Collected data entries
━━━

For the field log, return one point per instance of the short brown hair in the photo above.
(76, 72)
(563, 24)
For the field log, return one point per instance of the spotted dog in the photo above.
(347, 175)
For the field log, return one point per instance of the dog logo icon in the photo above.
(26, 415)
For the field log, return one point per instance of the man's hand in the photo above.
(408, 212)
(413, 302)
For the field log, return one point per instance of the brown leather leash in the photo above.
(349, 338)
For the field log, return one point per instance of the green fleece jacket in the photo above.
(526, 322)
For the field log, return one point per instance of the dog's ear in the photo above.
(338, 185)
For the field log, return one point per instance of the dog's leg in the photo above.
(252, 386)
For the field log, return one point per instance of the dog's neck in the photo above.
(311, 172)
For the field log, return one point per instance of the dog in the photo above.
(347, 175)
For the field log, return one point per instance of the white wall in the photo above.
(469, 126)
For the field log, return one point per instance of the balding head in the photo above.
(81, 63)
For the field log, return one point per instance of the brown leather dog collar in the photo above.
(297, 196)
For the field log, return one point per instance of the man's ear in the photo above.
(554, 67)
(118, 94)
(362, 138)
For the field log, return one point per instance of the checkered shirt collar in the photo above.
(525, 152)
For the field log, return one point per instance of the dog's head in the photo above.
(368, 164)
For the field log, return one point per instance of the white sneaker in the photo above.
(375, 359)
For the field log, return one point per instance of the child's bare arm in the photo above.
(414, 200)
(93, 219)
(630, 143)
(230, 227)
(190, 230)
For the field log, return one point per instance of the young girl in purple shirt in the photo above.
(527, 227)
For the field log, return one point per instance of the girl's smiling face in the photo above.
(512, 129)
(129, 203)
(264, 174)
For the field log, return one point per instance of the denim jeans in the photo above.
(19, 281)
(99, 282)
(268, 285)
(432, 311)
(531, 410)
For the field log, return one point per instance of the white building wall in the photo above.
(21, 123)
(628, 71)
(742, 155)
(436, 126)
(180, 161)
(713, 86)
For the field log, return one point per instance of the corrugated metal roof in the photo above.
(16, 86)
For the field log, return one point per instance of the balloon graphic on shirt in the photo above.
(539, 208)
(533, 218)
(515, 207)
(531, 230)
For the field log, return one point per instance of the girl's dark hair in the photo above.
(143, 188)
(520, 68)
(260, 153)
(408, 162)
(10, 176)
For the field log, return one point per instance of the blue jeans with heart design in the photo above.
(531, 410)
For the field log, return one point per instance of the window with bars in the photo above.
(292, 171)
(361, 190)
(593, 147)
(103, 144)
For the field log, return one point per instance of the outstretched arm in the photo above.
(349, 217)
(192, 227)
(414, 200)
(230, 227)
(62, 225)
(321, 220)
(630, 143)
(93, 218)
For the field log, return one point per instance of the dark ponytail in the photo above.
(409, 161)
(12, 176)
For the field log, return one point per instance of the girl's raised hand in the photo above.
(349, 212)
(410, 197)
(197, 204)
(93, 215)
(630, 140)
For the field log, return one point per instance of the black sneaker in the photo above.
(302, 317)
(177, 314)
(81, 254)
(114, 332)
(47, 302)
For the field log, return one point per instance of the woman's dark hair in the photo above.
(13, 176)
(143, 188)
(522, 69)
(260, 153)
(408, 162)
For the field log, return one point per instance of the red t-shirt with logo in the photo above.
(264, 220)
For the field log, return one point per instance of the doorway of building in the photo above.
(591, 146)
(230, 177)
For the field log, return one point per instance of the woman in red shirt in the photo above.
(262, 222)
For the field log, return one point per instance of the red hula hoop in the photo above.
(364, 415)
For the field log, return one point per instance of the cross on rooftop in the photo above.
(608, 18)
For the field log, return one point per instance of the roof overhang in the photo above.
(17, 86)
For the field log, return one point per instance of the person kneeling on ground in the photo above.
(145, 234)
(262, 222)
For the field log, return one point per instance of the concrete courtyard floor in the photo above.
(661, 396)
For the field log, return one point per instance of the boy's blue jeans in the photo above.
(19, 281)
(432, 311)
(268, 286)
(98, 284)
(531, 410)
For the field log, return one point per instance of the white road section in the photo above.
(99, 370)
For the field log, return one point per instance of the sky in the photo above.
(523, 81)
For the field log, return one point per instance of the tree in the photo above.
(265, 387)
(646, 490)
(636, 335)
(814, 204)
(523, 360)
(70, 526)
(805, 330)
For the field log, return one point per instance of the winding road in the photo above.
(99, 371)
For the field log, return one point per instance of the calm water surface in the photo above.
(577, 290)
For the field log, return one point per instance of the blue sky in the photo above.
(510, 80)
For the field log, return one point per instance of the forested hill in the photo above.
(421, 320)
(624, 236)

━━━

Exercise
Every record, from top to bottom, must be transcribed exactly.

Solution
For the field log, return one point per instance of the short brown hair in the photo above.
(76, 72)
(563, 24)
For the field log, return one point per instance of the spotted dog in the photo above.
(347, 175)
For the field log, return one point per instance of the dog logo icon in the photo above.
(26, 415)
For the field log, return one point per instance of the man's hand in the photo above.
(408, 212)
(413, 302)
For the field log, return one point per instance of the brown leather leash in the photo above.
(349, 338)
For the field log, return one point per instance of the green fleece jacket in the photo above.
(526, 322)
For the field log, return one point per instance of the dog's ear in the photo above.
(338, 185)
For the field log, return one point per instance of the dog's leg in the photo above.
(252, 386)
For the field log, return one point per instance of the dog's neck in the photo above.
(311, 172)
For the field log, return one point per instance of the dog in the photo above.
(347, 175)
For the field log, return one point per instance of the white wall in the photo above.
(469, 126)
For the field log, return one point per instance of the balding head in the photo above.
(81, 63)
For the field log, return one point per instance of the brown leather dog collar in the photo above.
(297, 196)
For the field log, return one point per instance of the man's ear in the photo above.
(554, 67)
(118, 94)
(362, 138)
For the field log, return one point per instance of the checkered shirt collar in the photo above.
(525, 152)
For the field log, return one point per instance of the dog's head in the photo above.
(368, 164)
For the field log, return one point per instance of the white sneaker in the photo above.
(375, 359)
For the field log, return one point per instance of the child's bare arm in the photo above.
(414, 200)
(93, 219)
(630, 143)
(230, 227)
(190, 230)
For the field log, return one point per instance of the young girl in purple shirt in the photo above.
(527, 227)
For the field log, return one point per instance of the girl's smiling face in the photo above.
(512, 129)
(129, 203)
(264, 174)
For the field log, return one point per instance of the denim jeans in the photo above.
(19, 281)
(99, 282)
(268, 285)
(432, 311)
(531, 410)
For the field log, return one point per instance of the white building wall in the photo above.
(21, 123)
(628, 71)
(742, 155)
(436, 126)
(180, 161)
(713, 86)
For the field log, return one point per instance of the corrugated metal roof in the photo above.
(16, 86)
For the field log, return one point per instance of the balloon graphic on shirt in the photo above.
(539, 208)
(533, 218)
(515, 207)
(531, 230)
For the field log, return one point per instance of the girl's dark hair in the photo above.
(143, 188)
(520, 68)
(260, 153)
(408, 162)
(10, 176)
For the field log, return one point per instance of the blue jeans with heart design in the photo above.
(531, 410)
For the field log, return one point per instance of the window with bars in the photo above.
(292, 171)
(361, 190)
(593, 147)
(103, 144)
For the field log, return one point per instance of the outstretched arm in the photo above.
(349, 217)
(192, 227)
(414, 200)
(230, 227)
(62, 225)
(321, 220)
(630, 143)
(93, 218)
For the field log, return one point per instance of the dark ponytail in the photo above.
(409, 161)
(12, 176)
For the field log, return one point per instance of the girl's raised hand in the photo above.
(349, 212)
(410, 197)
(197, 204)
(93, 215)
(630, 140)
For the field log, return one point per instance of the black sneaker in the photo above.
(302, 317)
(177, 314)
(81, 254)
(114, 332)
(47, 302)
For the field log, return one point per instance of the woman's dark hair in the photo above.
(13, 176)
(143, 188)
(522, 69)
(260, 153)
(408, 162)
For the field log, return one point per instance of the red t-shirt with logo in the photo above.
(264, 220)
For the field log, return one point per instance of the doorway of building in the photo above.
(591, 146)
(230, 177)
For the field log, return one point per instance of the woman in red shirt in the photo above.
(262, 222)
For the field log, return one point per instance of the red hula hoop in the photo above.
(364, 415)
For the field log, return one point per instance of the cross on rooftop in the photo above.
(608, 18)
For the field log, return one point per instance of the roof overhang in the photo above.
(17, 86)
For the field log, return one point per instance of the person kneeling on ground in the photo above.
(145, 234)
(262, 222)
For the field log, return one point per instance of the concrete courtyard floor in the photo above.
(661, 396)
For the field log, return one point per instance of the boy's blue jeans in the photo above.
(19, 281)
(432, 311)
(268, 286)
(98, 284)
(531, 410)
For the field log, return one point per instance of the white road section in the photo above.
(99, 370)
For the field log, return one point per instance of the sky in the photo above.
(523, 81)
For the field log, return one point per instance of the tree in the photo above.
(265, 387)
(646, 490)
(636, 335)
(814, 204)
(523, 360)
(70, 526)
(805, 330)
For the field log, return one point per instance of the winding road in the photo above.
(99, 371)
For the field log, return one point per instance of the calm water surface in the photo above.
(577, 290)
For the field log, return one point per instance of the blue sky in the photo above.
(510, 80)
For the field log, return one point per instance of the forested hill in the photo above.
(421, 320)
(624, 236)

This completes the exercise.